所给文章 —
• 关于linux的一点好奇心(二):linux启动过程之三大进程


      上一节我们通过对x86的linux内核的讲解,知道了它的一个大概的启动过程。

            /arch/x86/boot/header.S
            -> calll main    ->    /arch/x86/boot/main.c
            -> go_to_protected_mode()    ->    /arch/x86/boot/pm.c
            -> protected_mode_jump()    ->    /arch/x86/boot/pmjump.S
            -> jmpl    *%eax    ->    /arch/x86/kernel/head_32.S
            -> .long i386_start_kernel    ->    /arch/x86/kernel/head32.c
            -> start_kernel()    ->    /init/main.c    (C语言入口)

      这其中的动作,基本都是找到对应的地址,然后设置各种设备的初始化信息,中断设置,键盘,控制台,idt...

      当然,有相当一部分代码是用汇编语言完成的,这自然是底层硬件决定的,而且因为特殊性,再封装是没有必要的了。所以,汇编是最好的选择。

      本篇,我们再来看看cpu架构无关的main都又干了啥,从而解开心中的迷团。

    1. start_kernel入口

      排除掉架构相关的代码,就是到了/init/main.c 中的 start_kernel(), 从这里我们可以看到操作系统启动时,大致干了啥。

    // /init/main.c
    asmlinkage __visible void __init start_kernel(void)
    {
        char *command_line;
        char *after_dashes;
    
        set_task_stack_end_magic(&init_task);
        smp_setup_processor_id();
        debug_objects_early_init();
    
        cgroup_init_early();
    
        local_irq_disable();
        early_boot_irqs_disabled = true;
    
        /*
         * Interrupts are still disabled. Do necessary setups, then
         * enable them.
         */
        boot_cpu_init();
        page_address_init();
        pr_notice("%s", linux_banner);
        setup_arch(&command_line);
        /*
         * Set up the the initial canary and entropy after arch
         * and after adding latent and command line entropy.
         */
        add_latent_entropy();
        add_device_randomness(command_line, strlen(command_line));
        boot_init_stack_canary();
        mm_init_cpumask(&init_mm);
        setup_command_line(command_line);
        setup_nr_cpu_ids();
        setup_per_cpu_areas();
        smp_prepare_boot_cpu();    /* arch-specific boot-cpu hooks */
        boot_cpu_hotplug_init();
    
        build_all_zonelists(NULL);
        page_alloc_init();
    
        pr_notice("Kernel command line: %s\n", boot_command_line);
        parse_early_param();
        after_dashes = parse_args("Booting kernel",
                      static_command_line, __start___param,
                      __stop___param - __start___param,
                      -1, -1, NULL, &unknown_bootoption);
        if (!IS_ERR_OR_NULL(after_dashes))
            parse_args("Setting init args", after_dashes, NULL, 0, -1, -1,
                   NULL, set_init_arg);
    
        jump_label_init();
    
        /*
         * These use large bootmem allocations and must precede
         * kmem_cache_init()

所给材料 —
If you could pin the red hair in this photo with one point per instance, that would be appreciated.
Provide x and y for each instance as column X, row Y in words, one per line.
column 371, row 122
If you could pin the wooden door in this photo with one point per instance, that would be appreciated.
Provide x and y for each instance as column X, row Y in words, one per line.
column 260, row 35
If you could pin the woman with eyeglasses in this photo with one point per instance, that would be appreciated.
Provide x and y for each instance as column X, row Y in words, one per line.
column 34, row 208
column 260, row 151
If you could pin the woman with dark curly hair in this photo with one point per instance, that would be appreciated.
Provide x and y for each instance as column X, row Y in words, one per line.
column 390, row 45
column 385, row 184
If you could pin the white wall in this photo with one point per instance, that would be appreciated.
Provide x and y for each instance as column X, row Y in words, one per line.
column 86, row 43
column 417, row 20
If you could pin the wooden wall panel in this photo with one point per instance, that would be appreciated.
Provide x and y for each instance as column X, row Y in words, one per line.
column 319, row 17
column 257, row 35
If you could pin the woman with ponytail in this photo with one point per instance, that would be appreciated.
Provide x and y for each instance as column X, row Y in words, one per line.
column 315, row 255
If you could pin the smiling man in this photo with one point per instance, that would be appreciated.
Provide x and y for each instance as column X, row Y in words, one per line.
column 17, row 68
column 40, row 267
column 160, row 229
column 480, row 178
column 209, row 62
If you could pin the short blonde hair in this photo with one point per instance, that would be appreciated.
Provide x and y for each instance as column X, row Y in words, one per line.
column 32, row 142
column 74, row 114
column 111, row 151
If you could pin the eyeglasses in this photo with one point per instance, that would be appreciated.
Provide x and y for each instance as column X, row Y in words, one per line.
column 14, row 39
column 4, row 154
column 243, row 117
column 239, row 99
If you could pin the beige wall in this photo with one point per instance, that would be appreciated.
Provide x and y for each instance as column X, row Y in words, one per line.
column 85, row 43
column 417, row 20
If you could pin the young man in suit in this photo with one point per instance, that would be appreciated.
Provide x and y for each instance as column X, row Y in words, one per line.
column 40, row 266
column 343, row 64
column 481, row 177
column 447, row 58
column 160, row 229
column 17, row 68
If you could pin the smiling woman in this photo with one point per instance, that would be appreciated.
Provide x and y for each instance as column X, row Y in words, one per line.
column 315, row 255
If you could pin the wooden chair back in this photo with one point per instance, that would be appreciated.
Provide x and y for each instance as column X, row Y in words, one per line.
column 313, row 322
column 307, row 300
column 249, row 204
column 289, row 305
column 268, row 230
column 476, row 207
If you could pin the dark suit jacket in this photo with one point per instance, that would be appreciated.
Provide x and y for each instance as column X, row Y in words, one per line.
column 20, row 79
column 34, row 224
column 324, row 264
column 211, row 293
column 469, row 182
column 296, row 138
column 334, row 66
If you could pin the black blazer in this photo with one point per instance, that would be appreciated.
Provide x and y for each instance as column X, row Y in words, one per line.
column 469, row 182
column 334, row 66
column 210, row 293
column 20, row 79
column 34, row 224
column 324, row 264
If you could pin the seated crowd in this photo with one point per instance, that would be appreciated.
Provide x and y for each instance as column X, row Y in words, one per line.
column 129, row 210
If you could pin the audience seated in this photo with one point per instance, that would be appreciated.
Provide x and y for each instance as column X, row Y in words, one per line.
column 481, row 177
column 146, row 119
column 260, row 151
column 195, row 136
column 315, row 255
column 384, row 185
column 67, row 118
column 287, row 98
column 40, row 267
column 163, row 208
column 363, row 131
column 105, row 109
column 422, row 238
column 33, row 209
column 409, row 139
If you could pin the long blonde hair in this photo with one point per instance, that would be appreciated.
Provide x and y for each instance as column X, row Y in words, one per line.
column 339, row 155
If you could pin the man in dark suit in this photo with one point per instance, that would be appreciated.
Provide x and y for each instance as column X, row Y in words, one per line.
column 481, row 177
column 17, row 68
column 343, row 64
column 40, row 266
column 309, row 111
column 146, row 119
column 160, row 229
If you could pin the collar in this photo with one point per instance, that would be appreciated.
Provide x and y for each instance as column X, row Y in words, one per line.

任务目标 — 请把所给文章中从“上一节我们通过对x86的li”一直往下到“了。所以,汇编是最好的选择。”为止的全部文字逐字抄录出来。

正确答案 —
上一节我们通过对x86的linux内核的讲解,知道了它的一个大概的启动过程。

            /arch/x86/boot/header.S
            -> calll main    ->    /arch/x86/boot/main.c
            -> go_to_protected_mode()    ->    /arch/x86/boot/pm.c
            -> protected_mode_jump()    ->    /arch/x86/boot/pmjump.S
            -> jmpl    *%eax    ->    /arch/x86/kernel/head_32.S
            -> .long i386_start_kernel    ->    /arch/x86/kernel/head32.c
            -> start_kernel()    ->    /init/main.c    (C语言入口)

      这其中的动作,基本都是找到对应的地址,然后设置各种设备的初始化信息,中断设置,键盘,控制台,idt...

      当然,有相当一部分代码是用汇编语言完成的,这自然是底层硬件决定的,而且因为特殊性,再封装是没有必要的了。所以,汇编是最好的选择。